[What to do] Reproduce the records from the start through the line containing "column 885, row 665", swapping "tall grass clump" for "dense grass clump" and changing nothing else. Omit the pictures from the output.

[Entries supplied]
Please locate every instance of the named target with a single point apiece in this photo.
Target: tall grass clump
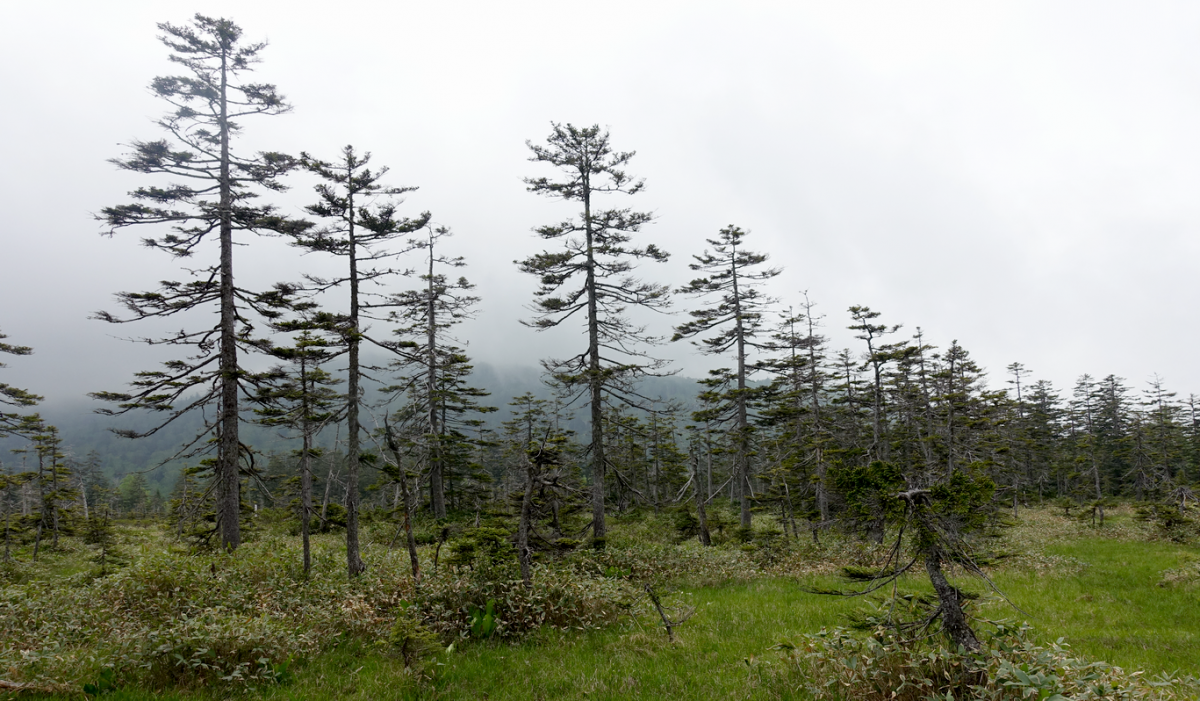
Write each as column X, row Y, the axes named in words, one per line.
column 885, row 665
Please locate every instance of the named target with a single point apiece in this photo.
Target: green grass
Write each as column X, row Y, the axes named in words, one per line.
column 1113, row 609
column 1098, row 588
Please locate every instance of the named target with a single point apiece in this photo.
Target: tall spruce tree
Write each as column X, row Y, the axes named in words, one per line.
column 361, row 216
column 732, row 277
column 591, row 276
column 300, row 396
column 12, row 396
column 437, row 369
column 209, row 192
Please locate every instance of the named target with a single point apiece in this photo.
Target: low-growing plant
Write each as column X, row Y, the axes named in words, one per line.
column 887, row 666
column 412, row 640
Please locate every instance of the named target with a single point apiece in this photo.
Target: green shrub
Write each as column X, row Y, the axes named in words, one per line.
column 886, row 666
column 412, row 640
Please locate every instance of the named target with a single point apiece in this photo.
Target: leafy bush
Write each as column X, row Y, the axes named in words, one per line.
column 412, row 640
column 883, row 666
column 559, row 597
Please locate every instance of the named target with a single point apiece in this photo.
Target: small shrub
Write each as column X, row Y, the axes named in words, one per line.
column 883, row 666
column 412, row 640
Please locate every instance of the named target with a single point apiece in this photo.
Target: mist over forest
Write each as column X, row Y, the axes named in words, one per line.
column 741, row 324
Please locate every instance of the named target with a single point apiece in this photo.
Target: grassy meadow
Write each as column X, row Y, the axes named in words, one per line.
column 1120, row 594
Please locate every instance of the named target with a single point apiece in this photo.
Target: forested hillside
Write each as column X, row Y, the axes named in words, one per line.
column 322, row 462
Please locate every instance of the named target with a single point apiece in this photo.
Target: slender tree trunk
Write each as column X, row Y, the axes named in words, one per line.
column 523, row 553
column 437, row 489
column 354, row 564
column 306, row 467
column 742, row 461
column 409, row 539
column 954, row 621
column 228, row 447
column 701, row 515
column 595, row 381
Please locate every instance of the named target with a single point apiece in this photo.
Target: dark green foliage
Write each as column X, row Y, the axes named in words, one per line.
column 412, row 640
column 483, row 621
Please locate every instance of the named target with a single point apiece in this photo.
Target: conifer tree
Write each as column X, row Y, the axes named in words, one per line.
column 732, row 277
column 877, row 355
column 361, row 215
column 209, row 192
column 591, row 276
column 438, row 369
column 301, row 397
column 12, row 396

[The answer]
Please locate every instance of the named target with a single point apiece in this photo.
Target: dense grass clump
Write each as column X, row Y, the axes named in words, one per line.
column 885, row 665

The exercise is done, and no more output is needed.